Roasted Pumpkin Cream Soup | Silky Autumn Warmer

70 min

Under an hour

Kifli Kukták

Kifli Kukták


Ingredients

Price per portion:HUF 1,899.52
Ingredients

Preparation method

1

Cut the pumpkin in half and scoop out the seeds. Cut the flesh (with the skin on for Hokkaido pumpkin) into approximately 3 cm cubes. Hokkaido pumpkin does not need to be peeled, as its skin softens during baking, but Canadian pumpkin should be peeled beforehand.

2

Line a baking tray with parchment paper, spread the pumpkin cubes on it, salt them, and drizzle with olive oil. Mix thoroughly. Add the fresh herbs and whole garlic cloves (they can remain unpeeled), then bake in a preheated oven at 200°C for approximately 45-60 minutes, until the pumpkin is completely soft.
########
▸ **Directives**
A: Write out the part of the pumpkin soup recipe starting at "Cut the pumpkin" and ending at "be peeled beforehand.".
B: Answer these questions from the pumpkin soup recipe:
(i) What is the price per portion?
(ii) Which kind of pumpkin should be peeled before it is cut?
(iii) At what oven temperature are the pumpkin cubes baked?
You won't need the lines that come after this.
########
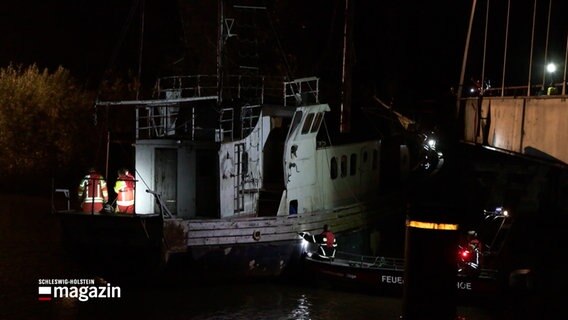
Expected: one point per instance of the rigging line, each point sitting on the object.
(279, 44)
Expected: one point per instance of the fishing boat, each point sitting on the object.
(479, 267)
(230, 169)
(385, 275)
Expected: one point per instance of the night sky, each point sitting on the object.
(409, 50)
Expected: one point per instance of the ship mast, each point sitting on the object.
(220, 31)
(345, 118)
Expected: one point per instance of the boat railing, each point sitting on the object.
(368, 261)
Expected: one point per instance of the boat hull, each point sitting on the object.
(385, 276)
(114, 244)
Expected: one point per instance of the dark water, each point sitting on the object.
(30, 250)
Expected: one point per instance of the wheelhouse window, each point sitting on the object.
(317, 122)
(375, 159)
(308, 123)
(353, 164)
(296, 121)
(333, 168)
(343, 165)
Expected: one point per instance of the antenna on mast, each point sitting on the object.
(345, 118)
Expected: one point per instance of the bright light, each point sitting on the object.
(551, 67)
(432, 143)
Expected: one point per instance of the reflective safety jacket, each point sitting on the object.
(93, 189)
(329, 239)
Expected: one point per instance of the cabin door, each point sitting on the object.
(206, 195)
(165, 178)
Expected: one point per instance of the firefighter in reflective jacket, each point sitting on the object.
(92, 192)
(328, 244)
(124, 189)
(325, 241)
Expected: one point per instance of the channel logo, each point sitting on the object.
(80, 289)
(44, 294)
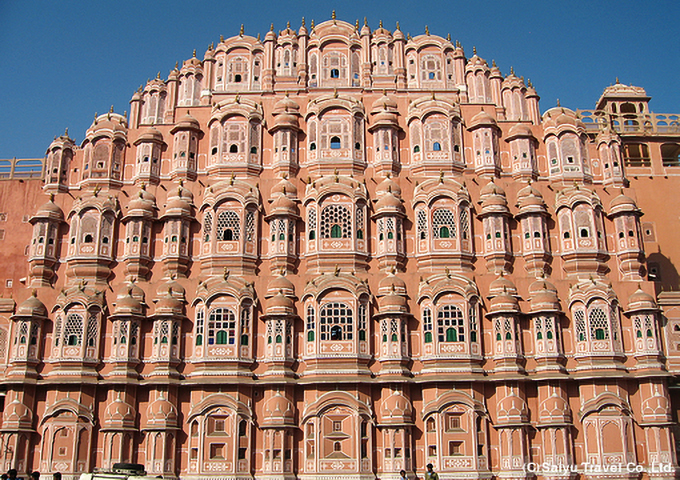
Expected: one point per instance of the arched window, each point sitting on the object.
(73, 330)
(443, 223)
(221, 327)
(427, 325)
(450, 324)
(228, 226)
(336, 216)
(336, 321)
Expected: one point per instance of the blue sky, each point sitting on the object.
(65, 60)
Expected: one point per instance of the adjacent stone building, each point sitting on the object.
(340, 252)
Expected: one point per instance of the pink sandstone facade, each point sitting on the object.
(340, 252)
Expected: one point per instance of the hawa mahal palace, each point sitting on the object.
(337, 253)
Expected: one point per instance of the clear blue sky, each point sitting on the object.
(62, 61)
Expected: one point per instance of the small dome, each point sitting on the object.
(279, 304)
(278, 410)
(641, 300)
(169, 305)
(384, 103)
(391, 284)
(285, 187)
(388, 202)
(287, 104)
(149, 134)
(512, 409)
(501, 285)
(492, 198)
(283, 205)
(504, 303)
(281, 284)
(143, 204)
(187, 122)
(396, 408)
(392, 303)
(119, 412)
(388, 185)
(161, 412)
(49, 210)
(482, 119)
(554, 409)
(543, 297)
(180, 202)
(126, 304)
(622, 203)
(520, 130)
(31, 307)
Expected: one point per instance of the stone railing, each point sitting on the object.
(21, 168)
(631, 123)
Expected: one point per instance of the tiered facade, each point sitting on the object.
(339, 253)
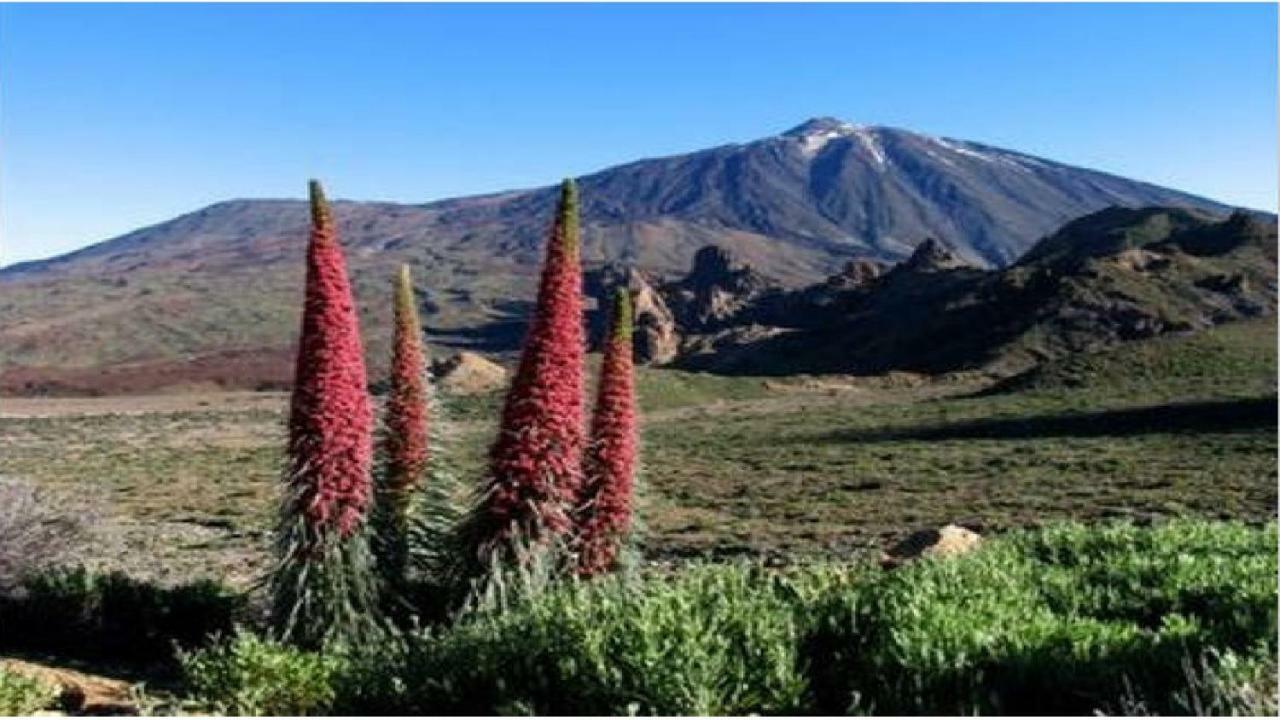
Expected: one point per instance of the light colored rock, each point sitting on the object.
(469, 373)
(945, 542)
(80, 692)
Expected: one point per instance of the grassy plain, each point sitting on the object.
(805, 466)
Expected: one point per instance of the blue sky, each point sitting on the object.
(114, 117)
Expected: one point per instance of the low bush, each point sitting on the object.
(24, 696)
(1068, 620)
(246, 675)
(1179, 618)
(711, 641)
(81, 614)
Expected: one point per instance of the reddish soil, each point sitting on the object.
(257, 368)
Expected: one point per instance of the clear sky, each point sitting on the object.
(114, 117)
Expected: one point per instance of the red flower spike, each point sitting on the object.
(535, 463)
(330, 417)
(604, 516)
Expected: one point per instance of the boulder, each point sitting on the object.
(945, 542)
(855, 274)
(467, 373)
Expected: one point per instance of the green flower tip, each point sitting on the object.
(319, 204)
(622, 314)
(566, 214)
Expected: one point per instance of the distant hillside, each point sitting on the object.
(224, 281)
(1115, 276)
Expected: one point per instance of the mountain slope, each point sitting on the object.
(225, 279)
(1110, 277)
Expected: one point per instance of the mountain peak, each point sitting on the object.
(821, 126)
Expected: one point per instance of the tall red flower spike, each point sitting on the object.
(406, 441)
(535, 463)
(611, 455)
(330, 417)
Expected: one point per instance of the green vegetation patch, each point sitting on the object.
(1175, 618)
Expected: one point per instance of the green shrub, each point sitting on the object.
########
▸ **Answers for the exercise**
A:
Cut the pumpkin in half and scoop out the seeds. Cut the flesh (with the skin on for Hokkaido pumpkin) into approximately 3 cm cubes. Hokkaido pumpkin does not need to be peeled, as its skin softens during baking, but Canadian pumpkin should be peeled beforehand.

B:
(i) HUF 1,899.52
(ii) Canadian pumpkin
(iii) 200°C